SCHRIFTLICHE AUFGABE 1:
Welcher Anteil der Einsatzfälle im Nah- und Fernverkehr lässt sich laut dem Artikel über E-Lkw mit Reichweiten von 500 Kilometern und mehr abdecken?
SCHRIFTLICHE AUFGABE 2:
Schreibe den Artikel über die E-Lkw auf der IAA Transportation im Anschluss an seinen letzten Satz weiter.

AUSGEWÄHLTER AUSZUG:
────────────────

Verkehrsminister Volker Wissing eröffnete die IAA Transportation.

Bild: picture alliance/dpa | Julian Stratenschulte

Die E-Lkw sind erwachsen geworden

19.09.2024

Die Nutzfahrzeugbranche treibt ihre Transformation kräftig voran, und die Lkw-Hersteller demonstrieren in Hannover, wie die batterieelektrische Zukunft des Güterverkehrs aussehen wird. Doch noch sind die Diesel-Lkw nicht abgeschrieben.

Die IAA Transportation markiert einen deutlichen Schwenk weg von konventionellen Diesel-Lkw hin zu alternativen Antrieben. Dabei sind in diesem Jahr vor allem die batterieelektrisch angetriebenen Lkw (BEV) in den Fokus gerückt – obwohl nach wie vor auch die eine oder andere Weiterentwicklung bei den Diesel-Lkw ihre Premiere feiert.

Ein markanter und wichtiger Meilenstein auf dem Weg zum emissionslosen Güterverkehr ist, dass die potenziellen Reichweiten vieler neuer Modelle von Mercedes-Benz, Daf Trucks, Scania, Iveco und Co. mittlerweile bei 500 Kilometern und mehr mit einer Batterieladung liegen. Damit lassen sich Experten zufolge rund 80 Prozent aller Einsatzfälle im Nah- und Fernverkehr abdecken.

────────────────

[Gespeicherte Einträge]
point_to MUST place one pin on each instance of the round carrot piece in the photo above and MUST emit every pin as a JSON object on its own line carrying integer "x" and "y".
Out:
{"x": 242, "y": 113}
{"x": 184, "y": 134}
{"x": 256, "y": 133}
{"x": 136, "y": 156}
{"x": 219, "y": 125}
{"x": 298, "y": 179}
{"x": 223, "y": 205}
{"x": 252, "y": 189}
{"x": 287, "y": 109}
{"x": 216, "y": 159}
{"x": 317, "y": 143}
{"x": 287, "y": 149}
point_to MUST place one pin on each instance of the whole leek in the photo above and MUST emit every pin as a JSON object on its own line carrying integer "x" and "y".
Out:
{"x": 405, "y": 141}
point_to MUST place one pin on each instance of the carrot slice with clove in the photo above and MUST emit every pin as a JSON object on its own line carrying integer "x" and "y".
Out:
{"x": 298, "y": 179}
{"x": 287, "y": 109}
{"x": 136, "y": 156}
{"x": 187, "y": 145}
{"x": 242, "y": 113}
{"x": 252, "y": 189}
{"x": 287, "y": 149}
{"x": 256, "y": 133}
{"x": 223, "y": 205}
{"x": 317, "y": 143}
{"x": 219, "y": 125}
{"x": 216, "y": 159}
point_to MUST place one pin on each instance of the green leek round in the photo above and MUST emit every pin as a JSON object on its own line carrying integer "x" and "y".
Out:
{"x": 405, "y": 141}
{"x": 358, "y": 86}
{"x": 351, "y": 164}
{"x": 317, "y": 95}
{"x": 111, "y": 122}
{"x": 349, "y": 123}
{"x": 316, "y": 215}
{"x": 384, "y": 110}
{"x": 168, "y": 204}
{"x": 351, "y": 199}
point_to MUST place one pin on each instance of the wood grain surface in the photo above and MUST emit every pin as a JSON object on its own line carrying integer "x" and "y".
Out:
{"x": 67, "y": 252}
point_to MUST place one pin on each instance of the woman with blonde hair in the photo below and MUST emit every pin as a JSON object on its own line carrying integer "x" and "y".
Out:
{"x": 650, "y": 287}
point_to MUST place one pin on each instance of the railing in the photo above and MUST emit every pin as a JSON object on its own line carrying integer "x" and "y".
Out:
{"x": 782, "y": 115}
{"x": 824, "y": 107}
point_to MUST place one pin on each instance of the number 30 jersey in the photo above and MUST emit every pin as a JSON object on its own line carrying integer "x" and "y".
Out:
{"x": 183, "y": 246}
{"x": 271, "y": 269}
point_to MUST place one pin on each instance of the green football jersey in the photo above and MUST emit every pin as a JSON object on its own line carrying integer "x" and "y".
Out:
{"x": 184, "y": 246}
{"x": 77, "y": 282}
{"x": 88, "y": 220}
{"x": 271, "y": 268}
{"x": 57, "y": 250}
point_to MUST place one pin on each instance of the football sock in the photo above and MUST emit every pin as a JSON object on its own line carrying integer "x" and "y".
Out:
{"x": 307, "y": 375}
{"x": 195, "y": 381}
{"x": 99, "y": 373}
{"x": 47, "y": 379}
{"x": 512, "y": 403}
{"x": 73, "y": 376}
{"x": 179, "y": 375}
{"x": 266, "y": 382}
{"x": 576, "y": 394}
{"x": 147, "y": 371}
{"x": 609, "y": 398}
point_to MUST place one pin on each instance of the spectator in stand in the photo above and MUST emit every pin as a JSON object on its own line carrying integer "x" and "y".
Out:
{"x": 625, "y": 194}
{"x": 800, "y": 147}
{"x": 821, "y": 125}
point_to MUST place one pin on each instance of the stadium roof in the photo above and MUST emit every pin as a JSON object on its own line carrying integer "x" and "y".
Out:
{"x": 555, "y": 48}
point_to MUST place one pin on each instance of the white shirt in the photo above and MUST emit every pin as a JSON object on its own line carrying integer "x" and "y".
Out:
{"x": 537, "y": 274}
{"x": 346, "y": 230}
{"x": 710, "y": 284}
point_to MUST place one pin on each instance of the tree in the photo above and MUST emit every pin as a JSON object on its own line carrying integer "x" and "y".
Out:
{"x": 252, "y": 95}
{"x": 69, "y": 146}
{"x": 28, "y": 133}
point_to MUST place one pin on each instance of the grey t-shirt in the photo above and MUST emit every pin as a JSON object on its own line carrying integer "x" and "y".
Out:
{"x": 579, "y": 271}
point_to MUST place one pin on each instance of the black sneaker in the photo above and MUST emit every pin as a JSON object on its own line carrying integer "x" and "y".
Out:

────────────────

SCHRIFTLICHE ANTWORT 1:
Experten zufolge rund 80 Prozent aller Einsatzfälle im Nah- und Fernverkehr.

SCHRIFTLICHE ANTWORT 2:
Konkurrenten aus USA und China

Doch sind die europäischen Hersteller anscheinend nicht die Benchmark, wenn es um die Reichweiten geht. Newcomer wie der chinesische Hersteller Windrose versprechen mittlerweile Reichweiten von rund 650 Kilometern – und auch Tesla gibt für die Sattelzugmaschine Semi, die in Hannover für Probefahrten zur Verfügung stand, einen noch etwas höheren Wert an. Doch bis diese Fahrzeuge in Serie gefertigt werden, müssen sich die Interessenten noch bis Ende des nächsten Jahres beziehungsweise Anfang 2026 gedulden müssen.

Fraglich ist dabei, ob sich die für den chinesischen und den US-amerikanischen Markt konzipierten Fahrzeuge sinnvoll auf europäischen Straßen einsetzen lassen. Doch immerhin hat Charles Yu, der bei Windrose für globale strategische Partnerschaften verantwortlich zeichnet, angekündigt, dass sein Unternehmen ein für europäische Vorgaben passendes Fahrzeug anbieten will. Dieses läuft seit zwei Monaten im Testbetrieb in Polen – und sieht dem Tesla Semi verblüffend ähnlich.

Neben diesen beiden Protagonisten sorgte eine Kooperation der besonderen Art für Aufmerksamkeit. Das chinesische Technik-Start-up Super Panther hat gemeinsam mit der österreichischen Lkw-Schmiede Steyr innerhalb von nur zwei Jahren den Prototypen des eTopas 600 entwickelt – komplett mit eigener Elektro-Achse und einer hochkompakten Regelungselektronik. Der technische Reifegrad ist so hoch, dass die beiden Partner laut Europachef Michael Ruf bereits Ende 2025 mit der Serienfertigung beginnen wollen. Die grundlegende Antriebstechnik stammt dabei von Super Panther, alles andere wird von Steyr kommen.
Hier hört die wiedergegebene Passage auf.